Problem description. Find each line in the records below that contains the word "camouflage", matching case exactly, and copy those lines in full.

** Start of Task data **

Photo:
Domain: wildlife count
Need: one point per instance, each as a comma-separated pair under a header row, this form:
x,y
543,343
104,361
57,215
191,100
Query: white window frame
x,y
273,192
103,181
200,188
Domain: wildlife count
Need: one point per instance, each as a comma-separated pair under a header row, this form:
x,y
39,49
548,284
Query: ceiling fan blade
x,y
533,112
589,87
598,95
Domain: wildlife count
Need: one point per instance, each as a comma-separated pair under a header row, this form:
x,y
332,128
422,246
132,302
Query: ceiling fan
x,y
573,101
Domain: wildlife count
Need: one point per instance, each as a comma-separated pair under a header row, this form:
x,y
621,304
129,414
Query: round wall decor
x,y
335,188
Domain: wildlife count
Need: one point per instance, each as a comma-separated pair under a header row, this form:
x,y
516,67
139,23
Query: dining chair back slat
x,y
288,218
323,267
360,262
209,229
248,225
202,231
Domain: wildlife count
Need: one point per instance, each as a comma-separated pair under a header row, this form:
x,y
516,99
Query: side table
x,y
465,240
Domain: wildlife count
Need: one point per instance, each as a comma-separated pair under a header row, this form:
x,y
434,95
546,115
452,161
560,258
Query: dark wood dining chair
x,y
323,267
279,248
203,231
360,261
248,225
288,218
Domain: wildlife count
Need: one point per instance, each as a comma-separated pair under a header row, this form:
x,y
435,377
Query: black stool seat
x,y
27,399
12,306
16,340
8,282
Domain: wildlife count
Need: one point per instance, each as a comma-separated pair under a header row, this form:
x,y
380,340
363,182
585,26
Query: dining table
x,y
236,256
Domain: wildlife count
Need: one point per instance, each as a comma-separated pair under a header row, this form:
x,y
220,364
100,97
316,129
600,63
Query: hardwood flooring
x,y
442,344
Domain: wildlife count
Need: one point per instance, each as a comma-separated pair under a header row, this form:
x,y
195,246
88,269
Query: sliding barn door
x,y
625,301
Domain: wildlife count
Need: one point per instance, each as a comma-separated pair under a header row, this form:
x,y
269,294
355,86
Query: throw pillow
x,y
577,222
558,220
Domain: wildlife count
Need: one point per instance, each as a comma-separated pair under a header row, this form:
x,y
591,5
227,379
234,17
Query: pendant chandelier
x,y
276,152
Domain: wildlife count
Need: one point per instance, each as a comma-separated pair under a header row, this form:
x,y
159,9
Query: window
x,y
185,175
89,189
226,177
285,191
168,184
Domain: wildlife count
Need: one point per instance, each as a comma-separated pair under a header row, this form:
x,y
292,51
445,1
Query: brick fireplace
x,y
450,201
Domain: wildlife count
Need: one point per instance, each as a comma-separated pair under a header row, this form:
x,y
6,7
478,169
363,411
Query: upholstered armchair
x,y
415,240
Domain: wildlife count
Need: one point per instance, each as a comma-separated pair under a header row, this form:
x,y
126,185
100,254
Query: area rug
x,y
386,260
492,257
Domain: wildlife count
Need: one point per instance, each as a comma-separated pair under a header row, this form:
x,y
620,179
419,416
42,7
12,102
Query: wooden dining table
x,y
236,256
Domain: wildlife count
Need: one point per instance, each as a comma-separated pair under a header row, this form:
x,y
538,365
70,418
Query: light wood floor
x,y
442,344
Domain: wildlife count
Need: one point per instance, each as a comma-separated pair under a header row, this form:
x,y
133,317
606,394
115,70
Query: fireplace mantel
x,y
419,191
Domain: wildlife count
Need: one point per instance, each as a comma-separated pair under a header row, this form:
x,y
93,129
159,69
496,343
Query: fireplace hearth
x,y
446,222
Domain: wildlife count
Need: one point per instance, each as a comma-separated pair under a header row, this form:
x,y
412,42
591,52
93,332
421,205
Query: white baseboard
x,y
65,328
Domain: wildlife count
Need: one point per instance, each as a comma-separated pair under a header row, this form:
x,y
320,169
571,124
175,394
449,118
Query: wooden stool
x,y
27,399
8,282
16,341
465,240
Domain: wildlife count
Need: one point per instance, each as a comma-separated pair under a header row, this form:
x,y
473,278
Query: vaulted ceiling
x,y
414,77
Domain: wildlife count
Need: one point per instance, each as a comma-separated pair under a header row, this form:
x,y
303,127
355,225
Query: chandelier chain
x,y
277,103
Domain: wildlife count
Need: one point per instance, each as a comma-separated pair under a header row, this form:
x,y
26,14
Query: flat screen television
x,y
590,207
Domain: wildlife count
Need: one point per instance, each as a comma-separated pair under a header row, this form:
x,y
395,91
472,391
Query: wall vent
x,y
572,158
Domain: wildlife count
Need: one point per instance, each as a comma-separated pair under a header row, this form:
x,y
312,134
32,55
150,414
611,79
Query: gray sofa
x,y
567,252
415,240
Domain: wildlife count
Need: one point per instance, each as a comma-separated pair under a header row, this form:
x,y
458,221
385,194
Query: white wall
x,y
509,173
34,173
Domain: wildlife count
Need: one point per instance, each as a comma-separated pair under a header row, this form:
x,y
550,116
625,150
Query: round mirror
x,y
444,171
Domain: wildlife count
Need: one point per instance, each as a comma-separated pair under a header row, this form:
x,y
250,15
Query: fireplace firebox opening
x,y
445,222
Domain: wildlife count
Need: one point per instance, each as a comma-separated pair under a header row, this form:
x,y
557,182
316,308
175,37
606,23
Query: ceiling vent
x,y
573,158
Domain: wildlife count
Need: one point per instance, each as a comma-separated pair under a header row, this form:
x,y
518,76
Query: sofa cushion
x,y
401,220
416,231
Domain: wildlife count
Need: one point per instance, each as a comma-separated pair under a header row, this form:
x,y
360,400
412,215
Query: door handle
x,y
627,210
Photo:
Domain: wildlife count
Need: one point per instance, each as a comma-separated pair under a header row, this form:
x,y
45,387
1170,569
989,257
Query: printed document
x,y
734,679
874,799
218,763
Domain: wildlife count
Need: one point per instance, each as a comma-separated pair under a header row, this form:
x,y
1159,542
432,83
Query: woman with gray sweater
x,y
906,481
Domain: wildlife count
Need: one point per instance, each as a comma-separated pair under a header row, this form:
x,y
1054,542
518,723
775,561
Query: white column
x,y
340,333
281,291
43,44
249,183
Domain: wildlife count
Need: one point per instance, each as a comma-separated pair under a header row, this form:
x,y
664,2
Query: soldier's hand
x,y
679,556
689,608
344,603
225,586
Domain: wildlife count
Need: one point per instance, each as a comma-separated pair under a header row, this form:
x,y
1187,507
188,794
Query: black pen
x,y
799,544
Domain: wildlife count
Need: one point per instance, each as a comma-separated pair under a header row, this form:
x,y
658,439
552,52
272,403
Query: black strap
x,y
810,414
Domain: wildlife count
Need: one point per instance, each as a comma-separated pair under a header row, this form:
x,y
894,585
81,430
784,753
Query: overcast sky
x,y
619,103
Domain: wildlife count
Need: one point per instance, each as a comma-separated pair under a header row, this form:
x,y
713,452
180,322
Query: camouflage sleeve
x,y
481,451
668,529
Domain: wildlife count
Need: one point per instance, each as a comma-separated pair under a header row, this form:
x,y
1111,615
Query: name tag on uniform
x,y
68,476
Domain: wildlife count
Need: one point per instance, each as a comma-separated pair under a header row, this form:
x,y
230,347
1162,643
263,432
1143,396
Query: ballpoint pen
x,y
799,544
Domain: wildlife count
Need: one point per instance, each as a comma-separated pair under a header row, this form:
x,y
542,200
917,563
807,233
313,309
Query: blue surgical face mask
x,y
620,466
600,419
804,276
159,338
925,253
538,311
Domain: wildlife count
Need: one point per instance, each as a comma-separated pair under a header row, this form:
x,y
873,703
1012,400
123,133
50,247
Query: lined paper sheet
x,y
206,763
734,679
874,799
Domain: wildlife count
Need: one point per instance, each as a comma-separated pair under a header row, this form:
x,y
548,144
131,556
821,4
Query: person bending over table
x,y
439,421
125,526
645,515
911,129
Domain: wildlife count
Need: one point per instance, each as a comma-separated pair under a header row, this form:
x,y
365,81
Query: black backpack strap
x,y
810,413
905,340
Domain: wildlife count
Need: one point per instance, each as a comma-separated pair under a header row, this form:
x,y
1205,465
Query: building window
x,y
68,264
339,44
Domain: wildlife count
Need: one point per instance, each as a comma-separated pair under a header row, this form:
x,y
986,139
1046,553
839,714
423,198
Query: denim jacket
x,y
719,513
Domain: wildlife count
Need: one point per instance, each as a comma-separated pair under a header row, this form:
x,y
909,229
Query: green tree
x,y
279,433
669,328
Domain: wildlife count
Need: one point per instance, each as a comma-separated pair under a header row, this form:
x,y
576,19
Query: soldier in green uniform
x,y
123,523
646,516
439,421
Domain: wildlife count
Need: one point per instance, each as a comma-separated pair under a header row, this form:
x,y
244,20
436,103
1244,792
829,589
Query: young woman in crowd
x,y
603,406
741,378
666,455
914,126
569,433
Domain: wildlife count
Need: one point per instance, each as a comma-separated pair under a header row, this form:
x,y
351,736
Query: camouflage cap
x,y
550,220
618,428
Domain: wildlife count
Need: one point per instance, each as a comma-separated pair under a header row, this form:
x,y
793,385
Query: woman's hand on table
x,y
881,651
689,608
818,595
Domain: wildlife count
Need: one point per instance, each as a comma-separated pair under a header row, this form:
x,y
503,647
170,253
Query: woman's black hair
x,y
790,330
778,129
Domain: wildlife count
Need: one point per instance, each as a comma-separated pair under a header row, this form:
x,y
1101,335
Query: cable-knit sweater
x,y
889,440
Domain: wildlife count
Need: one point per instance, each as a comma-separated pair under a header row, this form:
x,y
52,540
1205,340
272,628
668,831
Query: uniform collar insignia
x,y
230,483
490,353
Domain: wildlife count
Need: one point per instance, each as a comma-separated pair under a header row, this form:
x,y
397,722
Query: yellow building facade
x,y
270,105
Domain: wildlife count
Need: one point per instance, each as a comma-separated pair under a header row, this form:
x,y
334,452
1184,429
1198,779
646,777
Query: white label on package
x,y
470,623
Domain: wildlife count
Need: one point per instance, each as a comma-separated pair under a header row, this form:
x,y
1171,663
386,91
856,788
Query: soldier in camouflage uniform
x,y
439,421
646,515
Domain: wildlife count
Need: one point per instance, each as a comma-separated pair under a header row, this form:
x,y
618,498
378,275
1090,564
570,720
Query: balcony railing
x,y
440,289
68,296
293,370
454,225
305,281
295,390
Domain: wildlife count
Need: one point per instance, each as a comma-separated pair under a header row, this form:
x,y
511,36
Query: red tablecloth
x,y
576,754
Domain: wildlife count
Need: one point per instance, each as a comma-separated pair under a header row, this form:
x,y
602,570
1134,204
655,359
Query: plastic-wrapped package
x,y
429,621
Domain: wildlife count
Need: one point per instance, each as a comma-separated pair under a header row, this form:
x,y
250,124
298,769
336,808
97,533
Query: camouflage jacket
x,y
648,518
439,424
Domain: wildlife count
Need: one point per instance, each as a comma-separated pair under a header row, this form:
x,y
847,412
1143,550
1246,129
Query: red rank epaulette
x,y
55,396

** End of Task data **

Completed task.
Query: camouflage sleeve
Query: camouflage cap
Query: soldier in camouflage uniform
Query: camouflage jacket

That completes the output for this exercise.